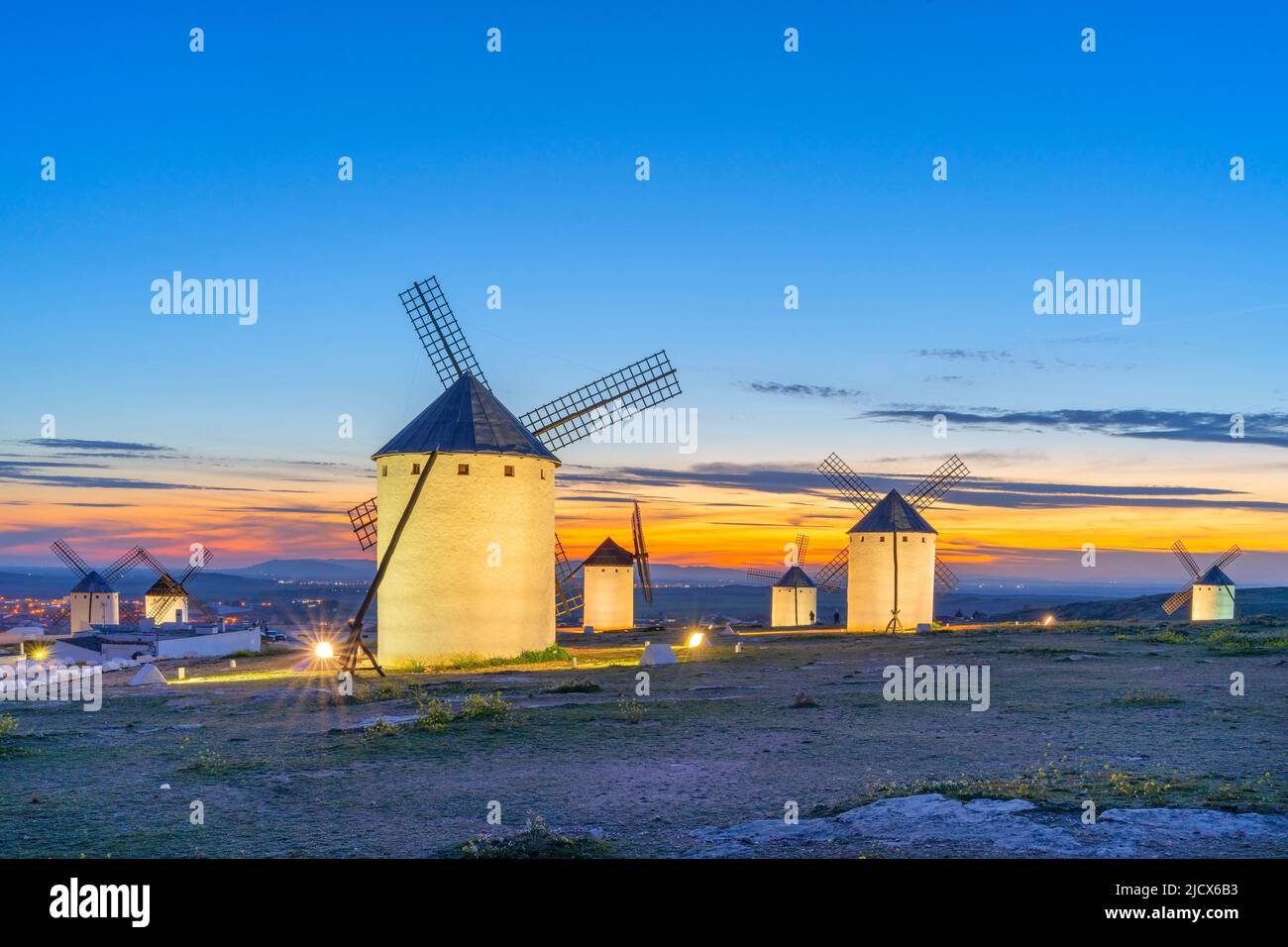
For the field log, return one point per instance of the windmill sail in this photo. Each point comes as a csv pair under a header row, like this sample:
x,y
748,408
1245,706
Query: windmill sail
x,y
938,483
832,577
567,599
642,554
1186,560
614,397
436,324
848,482
362,519
71,558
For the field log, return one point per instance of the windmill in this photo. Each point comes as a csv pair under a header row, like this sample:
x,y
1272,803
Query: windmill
x,y
609,578
1211,592
167,598
890,562
91,600
473,573
794,598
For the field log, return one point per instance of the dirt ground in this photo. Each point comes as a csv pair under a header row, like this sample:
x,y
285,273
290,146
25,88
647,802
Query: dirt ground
x,y
283,766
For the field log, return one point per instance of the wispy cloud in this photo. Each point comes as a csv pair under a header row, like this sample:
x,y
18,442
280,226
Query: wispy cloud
x,y
966,355
974,491
1137,423
71,445
800,389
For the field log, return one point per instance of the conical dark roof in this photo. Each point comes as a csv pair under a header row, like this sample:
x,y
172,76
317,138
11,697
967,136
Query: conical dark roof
x,y
893,514
93,582
1215,577
165,585
795,577
609,554
467,419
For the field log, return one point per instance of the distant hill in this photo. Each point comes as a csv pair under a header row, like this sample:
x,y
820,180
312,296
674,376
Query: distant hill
x,y
309,570
1147,608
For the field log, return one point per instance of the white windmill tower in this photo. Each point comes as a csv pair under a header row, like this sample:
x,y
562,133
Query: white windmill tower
x,y
93,600
793,595
608,579
1211,592
892,561
465,495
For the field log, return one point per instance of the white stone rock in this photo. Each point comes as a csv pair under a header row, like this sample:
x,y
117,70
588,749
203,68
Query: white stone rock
x,y
657,654
147,676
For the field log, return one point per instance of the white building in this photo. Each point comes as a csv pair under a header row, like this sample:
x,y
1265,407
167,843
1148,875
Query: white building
x,y
473,573
608,586
892,570
1212,596
794,599
161,590
129,643
93,602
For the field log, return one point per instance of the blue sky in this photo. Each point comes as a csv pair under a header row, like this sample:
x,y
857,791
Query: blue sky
x,y
516,169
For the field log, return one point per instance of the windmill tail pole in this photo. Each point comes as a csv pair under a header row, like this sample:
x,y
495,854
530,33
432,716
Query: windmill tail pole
x,y
357,620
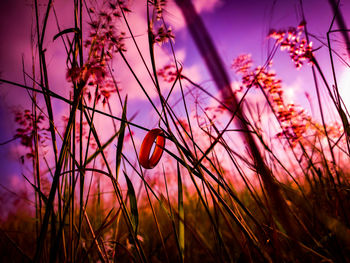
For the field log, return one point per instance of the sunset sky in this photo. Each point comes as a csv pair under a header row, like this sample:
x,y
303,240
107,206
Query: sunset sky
x,y
237,27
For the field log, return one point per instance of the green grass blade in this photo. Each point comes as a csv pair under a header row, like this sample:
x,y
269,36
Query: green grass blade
x,y
181,214
133,204
121,138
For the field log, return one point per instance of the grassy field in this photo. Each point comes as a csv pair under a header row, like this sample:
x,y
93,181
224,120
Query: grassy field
x,y
239,179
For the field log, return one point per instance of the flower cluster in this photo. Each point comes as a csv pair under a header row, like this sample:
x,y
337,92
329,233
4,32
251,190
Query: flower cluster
x,y
159,6
168,73
300,50
26,132
104,40
293,119
163,34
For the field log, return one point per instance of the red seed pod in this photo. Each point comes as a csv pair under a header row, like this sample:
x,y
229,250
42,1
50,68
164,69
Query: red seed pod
x,y
146,146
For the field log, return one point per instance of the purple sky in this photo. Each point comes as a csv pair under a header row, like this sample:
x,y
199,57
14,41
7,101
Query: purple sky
x,y
236,26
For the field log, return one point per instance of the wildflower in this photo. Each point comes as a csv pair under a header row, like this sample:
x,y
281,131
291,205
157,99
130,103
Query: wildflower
x,y
299,49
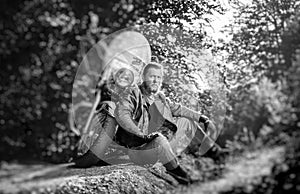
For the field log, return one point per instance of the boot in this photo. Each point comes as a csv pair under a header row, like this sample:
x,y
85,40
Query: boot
x,y
181,175
86,160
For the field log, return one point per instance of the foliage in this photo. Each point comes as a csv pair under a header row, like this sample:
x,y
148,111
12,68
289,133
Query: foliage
x,y
42,43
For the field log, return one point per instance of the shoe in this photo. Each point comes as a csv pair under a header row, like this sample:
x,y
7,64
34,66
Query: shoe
x,y
181,176
85,161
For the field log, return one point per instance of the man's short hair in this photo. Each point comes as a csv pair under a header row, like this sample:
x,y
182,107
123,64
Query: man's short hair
x,y
152,65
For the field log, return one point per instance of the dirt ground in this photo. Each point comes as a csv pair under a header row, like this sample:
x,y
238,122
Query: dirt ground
x,y
245,170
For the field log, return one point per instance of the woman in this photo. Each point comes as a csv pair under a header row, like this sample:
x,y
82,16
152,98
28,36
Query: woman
x,y
105,125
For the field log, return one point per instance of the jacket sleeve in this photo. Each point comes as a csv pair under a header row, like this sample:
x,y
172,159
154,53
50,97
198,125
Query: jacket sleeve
x,y
181,111
124,113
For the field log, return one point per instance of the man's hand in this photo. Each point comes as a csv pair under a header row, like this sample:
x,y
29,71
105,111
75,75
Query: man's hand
x,y
203,119
150,137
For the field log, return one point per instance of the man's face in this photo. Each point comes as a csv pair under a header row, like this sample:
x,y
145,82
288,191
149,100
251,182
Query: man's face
x,y
153,80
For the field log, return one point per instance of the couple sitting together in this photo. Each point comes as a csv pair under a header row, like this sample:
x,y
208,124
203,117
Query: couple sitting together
x,y
144,121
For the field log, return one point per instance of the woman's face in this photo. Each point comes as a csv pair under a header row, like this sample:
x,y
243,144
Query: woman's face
x,y
124,78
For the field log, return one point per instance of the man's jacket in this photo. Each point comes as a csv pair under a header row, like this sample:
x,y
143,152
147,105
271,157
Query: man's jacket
x,y
136,116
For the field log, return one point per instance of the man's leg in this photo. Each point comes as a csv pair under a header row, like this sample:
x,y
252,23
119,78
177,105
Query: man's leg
x,y
186,129
160,149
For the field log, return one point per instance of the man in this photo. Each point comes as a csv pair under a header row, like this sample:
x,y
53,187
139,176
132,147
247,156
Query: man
x,y
139,123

WHAT TO PRODUCE ▸ Exclude the images, then output the data above word for word.

TASK SOLUTION ▸
For the field log, return one point per instance of the windmill sail in this photo. Each point comes as a csv pair under a header row, like this sample:
x,y
748,408
1245,706
Query: windmill sail
x,y
938,483
832,577
567,599
642,554
1186,560
614,397
436,324
848,482
362,519
71,558
For the field log, return one point per instance of the windmill in this photo. Each point comes as a csv pair under a header row, like this sample:
x,y
1272,803
Query: windmill
x,y
609,578
1211,592
167,598
890,562
91,600
473,573
794,598
For the field log, return one point per instance of the dirt ground in this photo. Each point comes as a csv pair under a header row, like this sample:
x,y
285,273
290,146
25,88
647,802
Query: dirt ground
x,y
283,766
For the field log, return one point per instance of the wispy cloud in this photo. Each point comes as a csv pair under a header row, like this sample:
x,y
18,442
280,226
Query: wispy cloud
x,y
966,355
974,491
1137,423
71,445
800,389
For the field log, return one point per instance of the conical dark roof in this photo. Each point comes as a csv pair under a header row, like this sample:
x,y
172,76
317,138
11,697
967,136
Query: conical dark roof
x,y
893,514
93,582
1215,577
165,585
795,577
609,554
467,419
For the field log, return one point per instance of the distant hill in this photo. Each point comes as a csv pair under a header row, like this sample:
x,y
820,180
312,296
674,376
Query: distant hill
x,y
309,570
1147,608
For the field log, return one point per instance of the white windmill tower in this photo. Each point comes as a csv pair under a header row, like this sample:
x,y
562,133
Query: white windmill tower
x,y
93,600
793,595
608,579
1211,592
892,561
465,495
For the field log, return one point per instance of the white stone rock in this photo. Each point comes as a csv pair under a header row, like this sample:
x,y
117,70
588,749
203,68
Query: white stone rock
x,y
657,654
147,676
For the field log, return one point per instance of the white building in this photo. Each point comes as a csv pair under a header row, like this sample:
x,y
1265,407
167,843
1148,875
Query: white building
x,y
473,573
608,586
892,570
1212,596
794,599
161,590
129,643
93,602
For the field log, return one point per instance of the blue sky in this photo. Each point comes as a csv pair under a header row, like this sample:
x,y
857,791
Query: blue sky
x,y
516,169
For the field log, return one point per instance of the windmill tail pole in this photo. Each point comes as a csv pair under a header row, like this sample:
x,y
495,854
530,33
432,716
Query: windmill tail pole
x,y
357,620
For the field log, return one point per instance of the sunset sky in this photo. Each point comes as a csv pair under a header row, like this sample:
x,y
303,240
107,206
Query: sunset sky
x,y
237,27
For the field log, return one point per instance of the green grass blade in this photo. Each point comes as a csv pair under a header row, like this sample:
x,y
269,36
Query: green grass blade
x,y
181,214
133,204
121,138
For the field log, return one point per instance of the grassy field in this photo. Each point comes as a csv pair under a header row, like this sample:
x,y
93,181
224,120
Query: grassy field
x,y
239,179
For the field log, return one point per instance of the flower cluster in this photo. Each point comes as a csv pair under a header row, like this sample:
x,y
337,92
329,233
4,32
251,190
Query: flower cluster
x,y
159,6
168,73
300,50
26,132
104,40
293,119
163,34
For the field log, return one point per instance of the red seed pod in this photo. Each point comes as a csv pair under a header row, like this sample:
x,y
229,250
42,1
50,68
164,69
Query: red seed pod
x,y
146,146
For the field log, return one point per instance of the purple sky in this photo. Each point comes as a csv pair under a header row, like this sample:
x,y
199,57
14,41
7,101
Query: purple sky
x,y
236,26
For the field log, return one point per instance of the wildflower in this photo. Each point comes as a csv pair under a header row, like this sample:
x,y
281,131
291,205
157,99
130,103
Query: wildflower
x,y
299,49
For the field log, return one point per instance of the boot in this photo. Each point comes as a csv pair under a header row, like this sample:
x,y
85,40
Query: boot
x,y
181,175
86,160
For the field log, return one point per instance of the foliage in this photo. Each point comes as a csv pair under a header row, like this sample:
x,y
148,111
12,68
289,133
Query: foliage
x,y
42,43
For the field log, return one point per instance of the shoe in this photo. Each point comes as a csv pair under a header row, like this sample:
x,y
7,64
34,66
Query: shoe
x,y
181,176
85,161
For the field log, return one point per instance of the man's short hair in this photo. Each point comes as a csv pair under a header row, like this sample:
x,y
182,107
123,64
Query: man's short hair
x,y
152,65
For the field log, return one point per instance of the dirt ground in this photo. Each point comes as a csv pair under a header row, like this sample:
x,y
238,122
Query: dirt ground
x,y
245,170
For the field log, return one point per instance of the woman in this photo. Each point comes as a csv pair under a header row, like this sample:
x,y
82,16
152,98
28,36
Query: woman
x,y
105,125
For the field log, return one point per instance of the jacket sleeve in this photo. Each point comes as a csv pair under a header row, like this sample:
x,y
172,159
154,53
50,97
198,125
Query: jacket sleeve
x,y
181,111
124,113
For the field log, return one point per instance of the man's hand in this photo. Each point comes as a csv pair under a header row, like this sample:
x,y
29,71
105,111
75,75
Query: man's hand
x,y
203,119
150,137
For the field log, return one point per instance of the man's face in this photo. Each point comes as a csv pair under a header row, like this sample:
x,y
145,82
288,191
149,100
251,182
Query: man's face
x,y
153,80
For the field log, return one point per instance of the couple sitting together in this photo. Each point comes as a csv pair under a header row, like this sample:
x,y
208,124
203,117
Query: couple sitting together
x,y
144,121
For the field log, return one point per instance of the woman's face in this photo. Each point comes as a csv pair under a header row, like this sample:
x,y
243,144
Query: woman's face
x,y
124,78
For the field log, return one point per instance of the man's jacket in this photo. Each point comes as a csv pair under a header row, like this sample:
x,y
143,152
147,105
271,157
Query: man's jacket
x,y
136,116
For the field log, return one point per instance of the man's leg in this photo. Each point comes as a csv pair under a header row, like this sample:
x,y
252,23
119,78
177,105
Query: man's leg
x,y
186,129
160,149
For the field log, return one point per instance of the man in this photo. Each point comes as a csv pair under a header row, like this sample:
x,y
53,187
139,176
132,147
247,156
Query: man
x,y
139,123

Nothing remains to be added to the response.